Los lugares son donde suceden cosas.
O donde se habita otra realidad.
O el escenario donde se escribe.
Ligeras anotaciones que hace Gustavo Ng de asuntos que piensa o encuentra escritos en libros mientras va en colectivo y luego comenta con tal o cual persona.
Los lugares son donde suceden cosas.
O donde se habita otra realidad.
O el escenario donde se escribe.
Yo me siento peronista trucho.
Peronista de utilería.
Peronistista.
Sólo siento como muy propio a Cooke. Soy aspirante a peronista.
Como los pibes que ven a los grandes jugar al fútbol en la cancha.
Digo que soy peronista, pero en el fondo me da vergüenza. Es como que me hago el peronista. No lo merezco.
Tengo una admiración fascinada por ustedes los peronistas, por Leonardo Favio, por el Canca Gullo, por Antonio Magaldi, el primo de mi mamá.
Por todos esos que nunca eligieron ser peronistas, nada más lo fueron, a pesar de ellos. Los que eran peronistas y no querían saber nada de la política.
Por mi tía Rosita que no sabe nada ni de Alberto, ni de Máximo, ni de Kici, pero en su casa de Maryland tiene una foto de su Evita amada.
En el colectivo veo a una chiquilina que recién ha empezado la Universidad. Va con una caja de librería muy nueva y vestida como para el primer día de algo.
En el asiento frente a ella está una mujer con un bebé. La chica mira al bebé con un brillo en los ojos, y sobre todo con un aplomo y una madurez que un hombre solo conseguiría, si acaso, pasados los 50.

### TAREAS DEL EJERCICIO
- a) En las anotaciones de Gustavo Ng, identifica a las personas que se nombran en la oración que empieza con «Tengo una admiración fascinada».
- b) Prosigue las anotaciones de Gustavo Ng a partir de la última oración.

### Entradas de anotación de cuadros delimitadores
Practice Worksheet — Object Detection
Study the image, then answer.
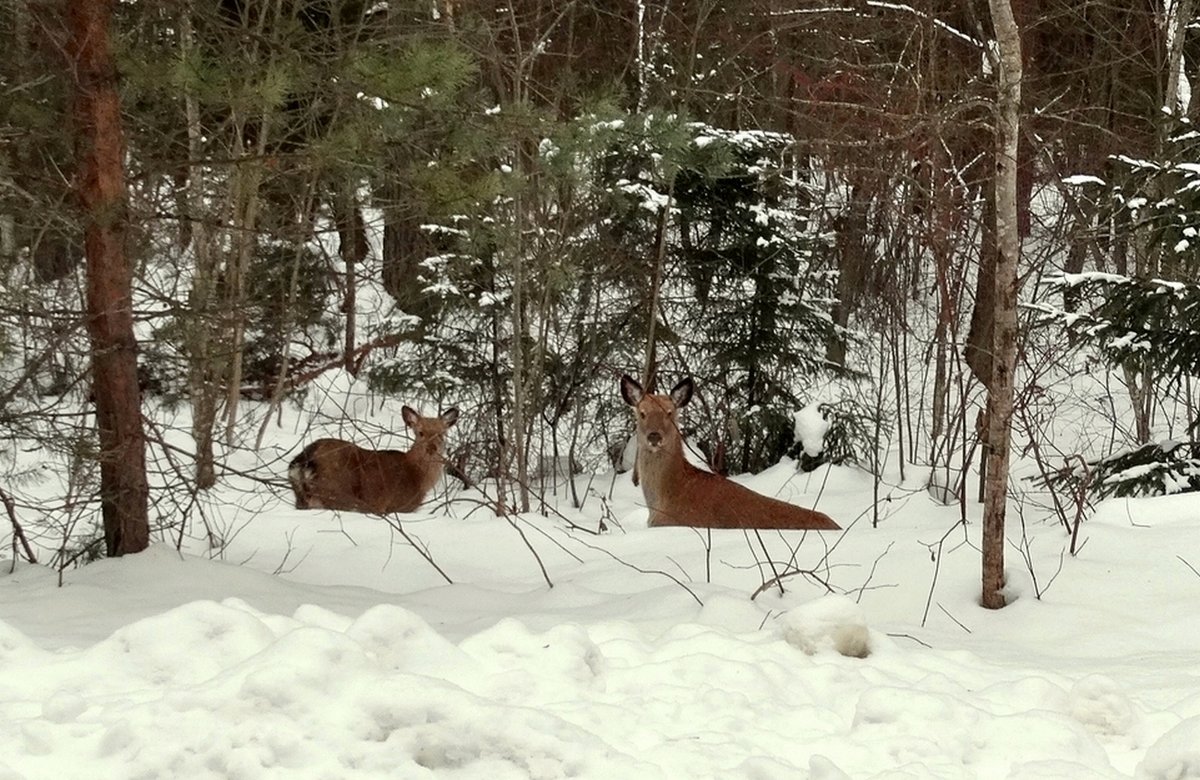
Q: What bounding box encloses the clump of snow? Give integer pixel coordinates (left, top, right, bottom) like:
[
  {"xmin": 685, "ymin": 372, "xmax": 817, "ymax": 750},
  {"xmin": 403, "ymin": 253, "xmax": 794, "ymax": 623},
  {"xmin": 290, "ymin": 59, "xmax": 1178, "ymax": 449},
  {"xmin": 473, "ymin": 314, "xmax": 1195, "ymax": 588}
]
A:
[
  {"xmin": 780, "ymin": 595, "xmax": 871, "ymax": 658},
  {"xmin": 1136, "ymin": 718, "xmax": 1200, "ymax": 780},
  {"xmin": 792, "ymin": 402, "xmax": 829, "ymax": 457}
]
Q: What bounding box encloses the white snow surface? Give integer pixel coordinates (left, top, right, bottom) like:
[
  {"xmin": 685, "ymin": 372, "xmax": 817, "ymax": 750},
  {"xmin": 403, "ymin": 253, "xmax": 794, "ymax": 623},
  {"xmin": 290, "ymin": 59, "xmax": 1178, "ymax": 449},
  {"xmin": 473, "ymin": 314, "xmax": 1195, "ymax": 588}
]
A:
[{"xmin": 0, "ymin": 382, "xmax": 1200, "ymax": 780}]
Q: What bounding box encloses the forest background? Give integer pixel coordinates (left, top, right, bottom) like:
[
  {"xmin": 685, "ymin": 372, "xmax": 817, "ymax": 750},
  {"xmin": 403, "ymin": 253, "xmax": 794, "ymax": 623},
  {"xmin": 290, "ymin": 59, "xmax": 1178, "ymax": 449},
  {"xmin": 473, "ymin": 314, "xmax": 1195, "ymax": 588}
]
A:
[{"xmin": 0, "ymin": 0, "xmax": 1200, "ymax": 590}]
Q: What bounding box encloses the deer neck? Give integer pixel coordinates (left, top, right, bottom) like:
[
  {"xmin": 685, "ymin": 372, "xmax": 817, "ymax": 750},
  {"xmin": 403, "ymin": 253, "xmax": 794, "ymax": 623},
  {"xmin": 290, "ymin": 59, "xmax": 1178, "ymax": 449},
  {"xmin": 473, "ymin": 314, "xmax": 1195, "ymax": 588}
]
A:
[{"xmin": 637, "ymin": 446, "xmax": 688, "ymax": 504}]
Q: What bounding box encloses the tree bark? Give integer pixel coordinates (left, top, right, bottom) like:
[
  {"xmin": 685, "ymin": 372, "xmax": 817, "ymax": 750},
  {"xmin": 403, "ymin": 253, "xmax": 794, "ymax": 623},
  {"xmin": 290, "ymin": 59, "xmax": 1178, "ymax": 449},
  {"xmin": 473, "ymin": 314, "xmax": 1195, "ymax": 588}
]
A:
[
  {"xmin": 980, "ymin": 0, "xmax": 1021, "ymax": 610},
  {"xmin": 66, "ymin": 0, "xmax": 150, "ymax": 556}
]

### RESPUESTAS POR TAREA
- a) Leonardo Favio, el Canca Gullo y Antonio Magaldi

- b)
Algún escritor reconocerá esto: se empieza a escribir, se encuentra la punta de un hilo, se tira de ella y va apareciendo algo que al escritor le resulta atrapante y ajeno —no es su invención ni su creación—, y que demanda, de un modo indolente, ser escrito.
Eso, que no estaba antes en el mundo, resulta una verdad.
Mi observación sobre la chica del colectivo que miraba al bebé es un modo de repasar lo que escribió Gabriel García Márquez en Cien años de soledad sobre aquella niña que fue mamá a los nueve años, pasando en nueve meses de ser una chiquilla que mojaba la cama a una plena mujer.
Es común entre los hombres la preferencia por las jóvenes.
¿Qué mira el hombre en una mujer? Lo excita la lozanía de su cuerpo, la tersura, la energía, pero incapaz como es de ver más adentro de la mujer, no tiene el mínimo sentido de cuál es la madurez que la mujer tiene adentro. Es una dimensión que el hombre no conoce —pero que sí le fue concedido apreciar a García Márquez, como premio a su trabajo de escribir sin descanso.
Hay uno que conozco que éramos compañeros de la universidad
Era de Franja Morada
Estaba bien ser de Franja Morada
Entramos en la universidad en el 83
Estaba bien ser de Franja Morada, estaba mejor ser de izquierda y no estaba tan bien ser peronista
Pero cuando llegó Kirchner, al principio no tanto, pero después se empezó a hacer kirnerista cada vez más
Consiguió un cargo en el INCAA y ahí se hizo kirnerista del todo
Y entonces se hizo peronista
Fanático
Iba al Perón Perón, hacía la V con los dedos en las fotos, en su cumpleaños le cantaban el feliz cumpleaños con la marcha
Peronista de culto
Culto peronista
Todos los stickers de Perón en whastapp
Ahora me parece que se le va pasando el culto
Quiere que Kicillof sea presidente
No dice que no es peronista
Pero no dice más que es peronista
Vaya a saber lo que va a pasar en la Argentina
Siempre escribo en cuadernos.
—Bueno, no sólo en cuadernos. También escribo en el celular, en la MacBook, en mi PC de escritorio.
— Y bueno (otra vez), no siempre: siempre sólo en los intersticios. Cuando viajo en ómnibus, avión, tren o ferry; cuando espero en un consultorio o en cualquier fila; en un café en otra ciudad; en un parque o una iglesia que encuentro cuando camino hacia algún lugar; en cualquier reunión por zoom. En fin, cuando paso de un lado a otro.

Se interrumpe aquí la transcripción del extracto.